** start EXTRACTED TEXT **

A chromatic modulator has been proposed to enable the separate detection of the red, green, and blue (RGB) color components of the same scene by a single charge- coupled device (CCD), active-pixel sensor (APS), or similar electronic image detector. Traditionally, the RGB color-separation problem in an electronic camera has been solved by use of either (1) fixed color filters over three separate image detectors; (2) a filter wheel that repeatedly imposes a red, then a green, then a blue filter over a single image detector; or (3) different fixed color filters over adjacent pixels. The use of separate image detectors necessitates precise registration of the detectors and the use of complicated optics; filter wheels are expensive and add considerably to the bulk of the camera; and fixed pixelated color filters reduce spatial resolution and introduce color-aliasing effects. The proposed chromatic modulator would not exhibit any of these shortcomings.

** end EXTRACTED TEXT **

- **WRITTEN REQUEST A**:
Based on the passage about the chromatic modulator, decide whether each statement agrees with it: (i) Filter wheels are described as cheap. (ii) Fixed pixelated color filters lower spatial resolution. (iii) Using separate image detectors requires the detectors to be precisely registered.

** start MATERIAL FOR THE TASK **

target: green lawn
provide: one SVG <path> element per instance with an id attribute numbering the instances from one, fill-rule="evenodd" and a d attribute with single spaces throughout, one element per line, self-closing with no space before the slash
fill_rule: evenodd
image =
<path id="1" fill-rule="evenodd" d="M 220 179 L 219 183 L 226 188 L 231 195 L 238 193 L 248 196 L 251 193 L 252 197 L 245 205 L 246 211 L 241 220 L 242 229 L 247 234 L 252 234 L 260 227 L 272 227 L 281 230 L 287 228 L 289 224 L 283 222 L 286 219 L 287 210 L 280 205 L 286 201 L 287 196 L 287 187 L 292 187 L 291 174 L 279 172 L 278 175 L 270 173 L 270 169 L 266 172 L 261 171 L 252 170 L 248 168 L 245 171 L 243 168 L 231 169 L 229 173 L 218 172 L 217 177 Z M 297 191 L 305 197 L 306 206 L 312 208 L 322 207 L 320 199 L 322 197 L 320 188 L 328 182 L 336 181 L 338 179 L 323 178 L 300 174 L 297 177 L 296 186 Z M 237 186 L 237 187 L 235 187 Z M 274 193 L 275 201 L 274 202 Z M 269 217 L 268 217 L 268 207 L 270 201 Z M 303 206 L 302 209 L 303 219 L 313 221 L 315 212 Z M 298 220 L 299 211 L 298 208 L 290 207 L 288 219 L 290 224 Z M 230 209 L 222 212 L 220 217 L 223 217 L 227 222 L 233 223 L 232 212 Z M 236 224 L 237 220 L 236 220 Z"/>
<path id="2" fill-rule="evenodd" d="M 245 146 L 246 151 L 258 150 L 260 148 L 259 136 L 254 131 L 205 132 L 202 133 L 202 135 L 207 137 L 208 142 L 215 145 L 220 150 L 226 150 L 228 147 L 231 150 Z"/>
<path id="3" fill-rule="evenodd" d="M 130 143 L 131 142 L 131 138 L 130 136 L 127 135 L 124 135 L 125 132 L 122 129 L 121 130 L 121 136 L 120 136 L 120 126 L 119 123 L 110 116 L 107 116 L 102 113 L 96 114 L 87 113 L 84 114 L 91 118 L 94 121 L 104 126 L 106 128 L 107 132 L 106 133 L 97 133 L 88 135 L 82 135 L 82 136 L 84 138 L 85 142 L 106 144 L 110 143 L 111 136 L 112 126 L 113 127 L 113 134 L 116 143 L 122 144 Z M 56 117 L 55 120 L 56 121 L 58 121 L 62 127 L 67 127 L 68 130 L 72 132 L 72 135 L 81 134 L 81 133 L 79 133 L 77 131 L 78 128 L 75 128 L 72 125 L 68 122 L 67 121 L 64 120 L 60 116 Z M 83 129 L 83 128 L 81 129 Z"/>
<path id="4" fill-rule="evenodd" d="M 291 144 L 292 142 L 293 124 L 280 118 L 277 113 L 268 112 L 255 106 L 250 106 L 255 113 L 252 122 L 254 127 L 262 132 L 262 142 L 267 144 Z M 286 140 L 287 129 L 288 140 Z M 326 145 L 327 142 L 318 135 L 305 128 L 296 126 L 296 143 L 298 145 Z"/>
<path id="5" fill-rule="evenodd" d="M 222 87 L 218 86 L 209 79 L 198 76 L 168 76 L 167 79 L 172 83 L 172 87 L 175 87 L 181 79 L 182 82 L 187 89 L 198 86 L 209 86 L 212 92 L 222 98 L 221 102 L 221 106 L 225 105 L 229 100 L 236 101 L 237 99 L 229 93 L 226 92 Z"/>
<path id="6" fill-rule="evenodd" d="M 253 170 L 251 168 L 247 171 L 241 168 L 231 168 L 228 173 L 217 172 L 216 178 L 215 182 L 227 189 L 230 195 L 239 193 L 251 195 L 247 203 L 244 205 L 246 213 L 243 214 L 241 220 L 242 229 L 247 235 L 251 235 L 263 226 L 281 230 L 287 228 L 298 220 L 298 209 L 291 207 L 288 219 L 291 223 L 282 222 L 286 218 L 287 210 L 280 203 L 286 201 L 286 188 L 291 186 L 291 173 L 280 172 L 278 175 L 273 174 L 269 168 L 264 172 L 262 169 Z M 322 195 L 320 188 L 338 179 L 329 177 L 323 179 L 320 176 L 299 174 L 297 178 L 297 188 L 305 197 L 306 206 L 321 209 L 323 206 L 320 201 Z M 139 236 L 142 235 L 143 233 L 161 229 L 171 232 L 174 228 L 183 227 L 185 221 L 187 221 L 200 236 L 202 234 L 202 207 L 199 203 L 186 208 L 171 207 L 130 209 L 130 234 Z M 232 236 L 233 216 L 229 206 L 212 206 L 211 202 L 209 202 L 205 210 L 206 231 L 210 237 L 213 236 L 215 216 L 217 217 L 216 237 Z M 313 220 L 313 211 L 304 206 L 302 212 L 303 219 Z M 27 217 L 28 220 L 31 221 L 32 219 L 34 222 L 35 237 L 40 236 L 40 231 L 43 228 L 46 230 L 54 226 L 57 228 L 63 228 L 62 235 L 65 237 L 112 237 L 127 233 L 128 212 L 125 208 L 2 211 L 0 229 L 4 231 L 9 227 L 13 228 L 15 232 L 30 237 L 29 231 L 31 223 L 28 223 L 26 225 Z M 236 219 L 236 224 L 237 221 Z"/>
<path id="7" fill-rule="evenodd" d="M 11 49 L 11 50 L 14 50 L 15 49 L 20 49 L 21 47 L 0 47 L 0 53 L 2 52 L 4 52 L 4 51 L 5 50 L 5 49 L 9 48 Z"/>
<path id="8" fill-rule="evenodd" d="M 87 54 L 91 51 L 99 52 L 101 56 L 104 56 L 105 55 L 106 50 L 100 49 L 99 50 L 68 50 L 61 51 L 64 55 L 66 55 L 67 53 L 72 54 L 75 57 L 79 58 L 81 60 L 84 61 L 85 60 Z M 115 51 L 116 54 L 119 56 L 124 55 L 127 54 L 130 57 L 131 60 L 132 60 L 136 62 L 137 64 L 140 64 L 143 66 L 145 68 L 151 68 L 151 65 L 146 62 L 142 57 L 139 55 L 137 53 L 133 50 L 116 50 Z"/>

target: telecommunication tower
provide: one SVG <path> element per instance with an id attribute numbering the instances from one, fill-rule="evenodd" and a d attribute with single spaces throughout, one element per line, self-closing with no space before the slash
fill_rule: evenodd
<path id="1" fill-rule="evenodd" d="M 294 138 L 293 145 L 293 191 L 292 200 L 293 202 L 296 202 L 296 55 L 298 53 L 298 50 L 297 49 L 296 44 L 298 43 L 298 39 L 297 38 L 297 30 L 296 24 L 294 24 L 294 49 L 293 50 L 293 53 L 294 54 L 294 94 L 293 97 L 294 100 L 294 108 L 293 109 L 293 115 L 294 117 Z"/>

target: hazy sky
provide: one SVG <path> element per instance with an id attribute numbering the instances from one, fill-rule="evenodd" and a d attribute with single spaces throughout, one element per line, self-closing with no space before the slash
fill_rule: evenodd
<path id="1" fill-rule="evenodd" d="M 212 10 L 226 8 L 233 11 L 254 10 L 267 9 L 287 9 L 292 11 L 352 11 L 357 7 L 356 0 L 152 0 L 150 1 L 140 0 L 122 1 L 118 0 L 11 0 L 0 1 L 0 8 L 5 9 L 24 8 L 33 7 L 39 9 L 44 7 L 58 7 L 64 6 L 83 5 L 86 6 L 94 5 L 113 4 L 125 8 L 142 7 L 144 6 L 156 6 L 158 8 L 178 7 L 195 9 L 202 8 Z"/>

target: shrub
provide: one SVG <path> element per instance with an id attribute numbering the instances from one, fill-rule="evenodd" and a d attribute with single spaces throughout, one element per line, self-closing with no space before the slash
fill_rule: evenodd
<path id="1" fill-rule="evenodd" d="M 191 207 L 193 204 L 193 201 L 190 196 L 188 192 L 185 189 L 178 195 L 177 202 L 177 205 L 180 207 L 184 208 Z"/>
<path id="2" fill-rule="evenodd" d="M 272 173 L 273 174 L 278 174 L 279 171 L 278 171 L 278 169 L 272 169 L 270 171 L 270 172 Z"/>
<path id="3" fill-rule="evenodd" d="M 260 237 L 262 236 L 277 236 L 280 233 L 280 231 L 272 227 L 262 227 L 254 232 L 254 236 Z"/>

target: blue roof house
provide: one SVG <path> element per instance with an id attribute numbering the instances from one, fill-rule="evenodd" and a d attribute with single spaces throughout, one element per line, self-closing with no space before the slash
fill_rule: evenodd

** end MATERIAL FOR THE TASK **

- **WRITTEN REQUEST B**:
Put the lines of the listing into a JSON list of strings, one string per line and no blank lines. Start with the line containing "target: shrub" and include every line through the end of the listing.

- **FINISHED ANSWER A**:
(i) No: "filter wheels are expensive and add considerably to the bulk of the camera"
(ii) Yes: "fixed pixelated color filters reduce spatial resolution and introduce color-aliasing effects"
(iii) Yes: "The use of separate image detectors necessitates precise registration of the detectors"

- **FINISHED ANSWER B**:
[
  "target: shrub",
  "provide: one SVG <path> element per instance with an id attribute numbering the instances from one, fill-rule=\"evenodd\" and a d attribute with single spaces throughout, one element per line, self-closing with no space before the slash",
  "fill_rule: evenodd",
  "<path id=\"1\" fill-rule=\"evenodd\" d=\"M 191 207 L 193 204 L 193 201 L 190 196 L 188 192 L 185 189 L 178 195 L 177 202 L 177 205 L 180 207 L 184 208 Z\"/>",
  "<path id=\"2\" fill-rule=\"evenodd\" d=\"M 272 173 L 273 174 L 278 174 L 279 171 L 278 171 L 278 169 L 272 169 L 270 171 L 270 172 Z\"/>",
  "<path id=\"3\" fill-rule=\"evenodd\" d=\"M 260 237 L 262 236 L 277 236 L 280 233 L 280 231 L 272 227 L 262 227 L 254 232 L 254 236 Z\"/>",
  "target: blue roof house",
  "provide: one SVG <path> element per instance with an id attribute numbering the instances from one, fill-rule=\"evenodd\" and a d attribute with single spaces throughout, one element per line, self-closing with no space before the slash",
  "fill_rule: evenodd"
]